_OBJECTIVE_:
Copy everything from the line containing "Target: person in black shirt" down through the last of the entries, including the requests, and increase every x and y coordinate in the answers by 107. Leave the requests and their sample point format unchanged.
start
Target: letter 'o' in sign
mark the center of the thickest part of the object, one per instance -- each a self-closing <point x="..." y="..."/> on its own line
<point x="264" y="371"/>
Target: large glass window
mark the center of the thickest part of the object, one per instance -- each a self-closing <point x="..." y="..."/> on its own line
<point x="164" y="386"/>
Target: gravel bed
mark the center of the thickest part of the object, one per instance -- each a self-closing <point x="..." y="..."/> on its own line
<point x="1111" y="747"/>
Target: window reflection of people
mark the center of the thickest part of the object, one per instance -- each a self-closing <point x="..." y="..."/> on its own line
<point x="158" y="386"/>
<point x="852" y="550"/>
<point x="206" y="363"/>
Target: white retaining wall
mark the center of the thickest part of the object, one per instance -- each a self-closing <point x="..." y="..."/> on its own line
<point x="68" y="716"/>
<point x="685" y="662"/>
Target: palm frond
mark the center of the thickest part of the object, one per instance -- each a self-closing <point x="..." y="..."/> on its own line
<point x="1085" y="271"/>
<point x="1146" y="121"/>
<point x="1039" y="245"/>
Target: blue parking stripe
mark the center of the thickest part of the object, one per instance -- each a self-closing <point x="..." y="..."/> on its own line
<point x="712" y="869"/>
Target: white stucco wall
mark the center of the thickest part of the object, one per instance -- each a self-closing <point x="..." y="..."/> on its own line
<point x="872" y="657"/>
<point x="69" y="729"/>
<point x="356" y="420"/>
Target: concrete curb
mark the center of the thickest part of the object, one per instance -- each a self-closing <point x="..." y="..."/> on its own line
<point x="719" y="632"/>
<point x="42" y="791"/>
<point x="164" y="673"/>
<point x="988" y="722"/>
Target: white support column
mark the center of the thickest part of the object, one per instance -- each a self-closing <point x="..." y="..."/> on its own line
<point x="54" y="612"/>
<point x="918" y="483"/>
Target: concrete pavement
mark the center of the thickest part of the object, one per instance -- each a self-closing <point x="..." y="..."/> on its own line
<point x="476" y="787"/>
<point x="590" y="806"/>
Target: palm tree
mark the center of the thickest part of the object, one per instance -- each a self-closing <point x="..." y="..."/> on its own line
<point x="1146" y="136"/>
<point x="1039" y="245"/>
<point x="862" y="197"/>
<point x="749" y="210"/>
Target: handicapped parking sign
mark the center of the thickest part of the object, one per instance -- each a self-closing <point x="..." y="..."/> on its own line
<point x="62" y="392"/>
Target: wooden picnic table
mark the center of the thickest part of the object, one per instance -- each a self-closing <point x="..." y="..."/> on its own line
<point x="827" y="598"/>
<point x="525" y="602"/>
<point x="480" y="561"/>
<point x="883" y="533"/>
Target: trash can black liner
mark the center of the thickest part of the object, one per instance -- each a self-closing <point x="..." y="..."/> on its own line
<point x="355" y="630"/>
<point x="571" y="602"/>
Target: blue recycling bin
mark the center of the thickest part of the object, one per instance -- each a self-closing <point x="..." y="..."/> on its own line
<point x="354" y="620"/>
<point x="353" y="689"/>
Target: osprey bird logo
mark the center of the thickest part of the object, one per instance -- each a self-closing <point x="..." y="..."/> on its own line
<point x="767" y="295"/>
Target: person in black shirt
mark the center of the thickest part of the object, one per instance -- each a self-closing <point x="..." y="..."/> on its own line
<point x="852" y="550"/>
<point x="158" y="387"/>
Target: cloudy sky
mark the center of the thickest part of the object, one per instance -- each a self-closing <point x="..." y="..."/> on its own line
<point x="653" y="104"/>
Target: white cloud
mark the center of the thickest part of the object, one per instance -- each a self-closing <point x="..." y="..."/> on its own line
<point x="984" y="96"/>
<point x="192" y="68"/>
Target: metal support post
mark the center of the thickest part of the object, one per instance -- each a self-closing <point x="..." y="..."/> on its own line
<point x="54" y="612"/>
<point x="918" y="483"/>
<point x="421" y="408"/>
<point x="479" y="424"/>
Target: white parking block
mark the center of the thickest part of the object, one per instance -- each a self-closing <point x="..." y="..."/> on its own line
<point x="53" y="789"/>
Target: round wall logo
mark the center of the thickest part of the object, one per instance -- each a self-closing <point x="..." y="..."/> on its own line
end
_RESPONSE TO THE EXERCISE_:
Target: person in black shirt
mark the center of the thickest part of the object, one per instance -- each a self-closing <point x="..." y="..."/> on its own line
<point x="959" y="657"/>
<point x="265" y="494"/>
Target: cloudy sky
mark the center of the thickest part of the object, one per instance -- each a self-closing <point x="..." y="..."/> on its own line
<point x="760" y="211"/>
Target: white cloud
mark the center of the thickest part of the object, one per instance -- each a self-closing <point x="..." y="..."/> on its own line
<point x="1091" y="203"/>
<point x="299" y="175"/>
Target: metal support post
mark the center of the thickest part of the object, one per instance -- each a self-closing <point x="..." y="..."/> on its own line
<point x="161" y="719"/>
<point x="1025" y="590"/>
<point x="528" y="515"/>
<point x="586" y="531"/>
Target: white parking block
mark the center of the thickest part of the object, one per instance -- each a self-closing <point x="..." y="..."/> on its own line
<point x="160" y="896"/>
Target: round wall logo
mark the center of the thickest part of the object, one per instance -- each a self-closing <point x="..." y="..."/> on its own line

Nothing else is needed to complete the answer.